EXTRAIT.
:::
En droit fiscal, la forme a de l'importance. Une simple intention subjective, en l'espèce comme dans d'autres instances en matière fiscale, ne suffit pas en soi à modifier la caractérisation d'une opération aux fins de l'impôt. Lorsqu'un contribuable prend certaines dispositions formelles à l'égard de ses affaires, il peut s'ensuivre d'importants avantages fiscaux, quand bien même ces dispositions seraient prises principalement dans le but d'éviter des impôts (voir La Reine c. Irving Oil 91 DTC 5106, le juge Mahoney, J.C.A.). Toutefois, si un contribuable omet de prendre les mesures formelles appropriées, peut-être que des impôts devront être payés. S'il n'en était pas ainsi, Revenu Canada et les tribunaux se livreraient à des exercices interminables pour établir les intentions véritables derrière certaines opérations. Les contribuables et la Couronne chercheraient à restructurer des opérations après coup afin de profiter de la législation fiscale ou d'amener les contribuables à payer des impôts qu'ils pourraient autrement ne pas avoir à payer. Bien que la preuve de l'intention puisse parfois aider les tribunaux à clarifier des marchés, elle est rarement déterminante. En résumé, la preuve d'une intention subjective ne peut servir à « rectifier » des documents qui s'orientent clairement vers une direction précise.

Il n'y a pas eu de transport effectif de l'intérêt conjoint de Robert dans le domicile. Celui-ci était encore enregistré en leurs deux noms au moment de sa vente en 1994.

[14]          L'appelante est tenue de payer les montants de 37 561,41 $, de 11 552,74 $ et de 5 000 $ conformément à l'article 160. Les appels sont rejetés avec dépens.

Signé à Ottawa, Canada, ce 14e jour de décembre 2001.

« C. H. McArthur »

J.C.C.I.

Traduction certifiée conforme ce 29e jour d'octobre 2002.

Mario Lagacé, réviseur

[TRADUCTION FRANÇAISE OFFICIELLE]

2000-383(IT)G

ENTRE :

CATHERINE LOUISE FALLIS,

appelante,

et

SA MAJESTÉ LA REINE,

intimée.
:::
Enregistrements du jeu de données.
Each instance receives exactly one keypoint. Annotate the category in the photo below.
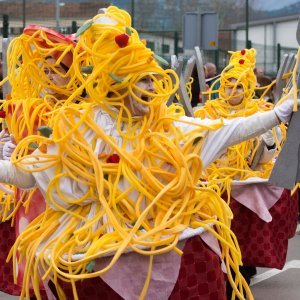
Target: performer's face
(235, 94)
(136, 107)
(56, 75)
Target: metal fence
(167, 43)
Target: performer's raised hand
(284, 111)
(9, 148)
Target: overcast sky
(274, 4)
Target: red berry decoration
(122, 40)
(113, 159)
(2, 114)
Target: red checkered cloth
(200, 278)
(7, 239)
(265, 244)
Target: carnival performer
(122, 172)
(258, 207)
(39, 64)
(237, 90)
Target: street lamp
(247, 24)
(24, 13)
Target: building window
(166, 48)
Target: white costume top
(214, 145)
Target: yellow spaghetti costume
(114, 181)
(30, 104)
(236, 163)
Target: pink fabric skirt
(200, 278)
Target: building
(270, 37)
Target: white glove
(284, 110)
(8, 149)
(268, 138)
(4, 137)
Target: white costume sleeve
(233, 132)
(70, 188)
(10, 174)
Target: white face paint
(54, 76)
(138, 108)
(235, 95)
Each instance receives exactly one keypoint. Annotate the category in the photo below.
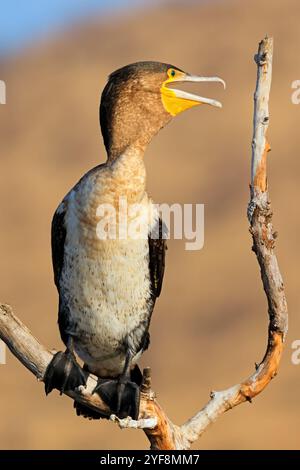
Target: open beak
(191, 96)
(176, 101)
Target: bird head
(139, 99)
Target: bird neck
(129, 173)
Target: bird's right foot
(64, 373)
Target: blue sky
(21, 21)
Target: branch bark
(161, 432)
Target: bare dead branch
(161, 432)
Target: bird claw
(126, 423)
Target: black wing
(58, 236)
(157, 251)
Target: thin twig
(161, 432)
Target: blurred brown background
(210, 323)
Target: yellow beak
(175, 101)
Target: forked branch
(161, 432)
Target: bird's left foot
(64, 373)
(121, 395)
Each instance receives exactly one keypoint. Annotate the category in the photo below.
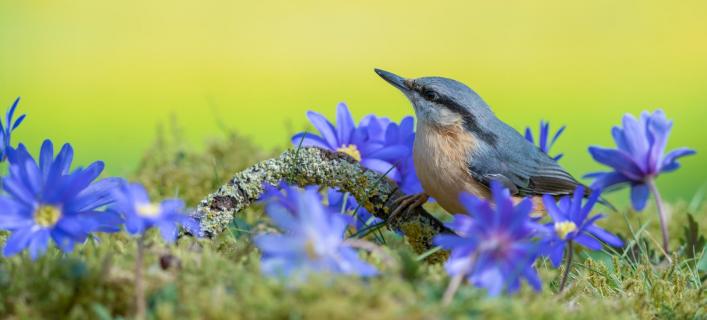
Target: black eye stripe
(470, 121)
:::
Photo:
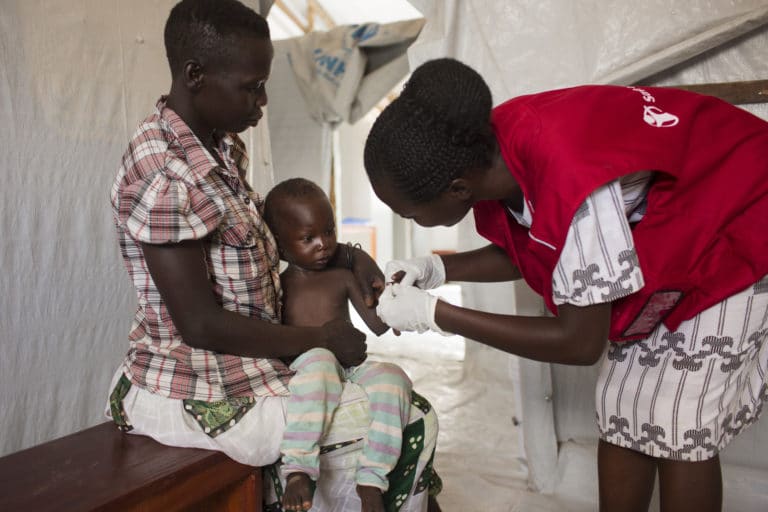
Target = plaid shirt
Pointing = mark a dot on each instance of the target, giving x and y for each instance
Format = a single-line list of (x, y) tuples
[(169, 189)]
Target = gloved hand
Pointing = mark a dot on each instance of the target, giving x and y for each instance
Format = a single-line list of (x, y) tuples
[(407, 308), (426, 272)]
:::
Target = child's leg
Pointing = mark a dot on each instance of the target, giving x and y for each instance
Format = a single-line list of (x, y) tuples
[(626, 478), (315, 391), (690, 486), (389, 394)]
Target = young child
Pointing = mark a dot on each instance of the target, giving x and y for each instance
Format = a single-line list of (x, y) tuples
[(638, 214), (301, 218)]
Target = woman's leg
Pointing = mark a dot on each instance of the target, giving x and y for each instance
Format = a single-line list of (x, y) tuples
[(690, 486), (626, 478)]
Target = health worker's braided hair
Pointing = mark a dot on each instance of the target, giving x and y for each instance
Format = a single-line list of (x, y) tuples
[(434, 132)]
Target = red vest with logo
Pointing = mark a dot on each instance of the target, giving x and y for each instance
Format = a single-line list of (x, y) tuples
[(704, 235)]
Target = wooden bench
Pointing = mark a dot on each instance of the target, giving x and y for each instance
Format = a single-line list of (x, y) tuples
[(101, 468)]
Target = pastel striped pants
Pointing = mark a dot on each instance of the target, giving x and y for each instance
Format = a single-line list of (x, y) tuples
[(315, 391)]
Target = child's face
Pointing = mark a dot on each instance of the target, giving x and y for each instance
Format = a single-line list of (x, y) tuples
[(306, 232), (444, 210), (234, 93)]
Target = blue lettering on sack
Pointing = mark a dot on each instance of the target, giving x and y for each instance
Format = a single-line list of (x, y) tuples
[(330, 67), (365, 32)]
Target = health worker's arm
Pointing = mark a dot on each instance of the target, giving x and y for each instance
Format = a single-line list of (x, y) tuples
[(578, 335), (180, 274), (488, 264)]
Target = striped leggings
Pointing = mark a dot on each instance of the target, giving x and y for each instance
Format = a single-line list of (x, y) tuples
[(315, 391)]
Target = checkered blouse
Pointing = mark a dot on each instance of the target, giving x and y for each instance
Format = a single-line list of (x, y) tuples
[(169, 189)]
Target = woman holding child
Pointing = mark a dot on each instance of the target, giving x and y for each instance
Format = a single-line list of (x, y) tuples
:::
CONSIGNES.
[1] Répondez à ces questions d'après l'extrait :
(a) En quelle année le domicile a-t-il été vendu ?
(b) Dans quelle ville le jugement a-t-il été signé ?
(c) Quel est le nom du réviseur de la traduction ?
[2] Traduisez en anglais cette phrase de l'extrait : « Les appels sont rejetés avec dépens. »
[3] Recopiez le passage de l'extrait qui débute aux mots « Il n'y a pas » et se termine après « vente en 1994. », en substituant « logement » à « domicile ».

RÉPONSES.
[1]
(a) En 1994.
(b) À Ottawa.
(c) Mario Lagacé.

[2] The appeals are dismissed with costs.

[3]
Il n'y a pas eu de transport effectif de l'intérêt conjoint de Robert dans le logement. Celui-ci était encore enregistré en leurs deux noms au moment de sa vente en 1994.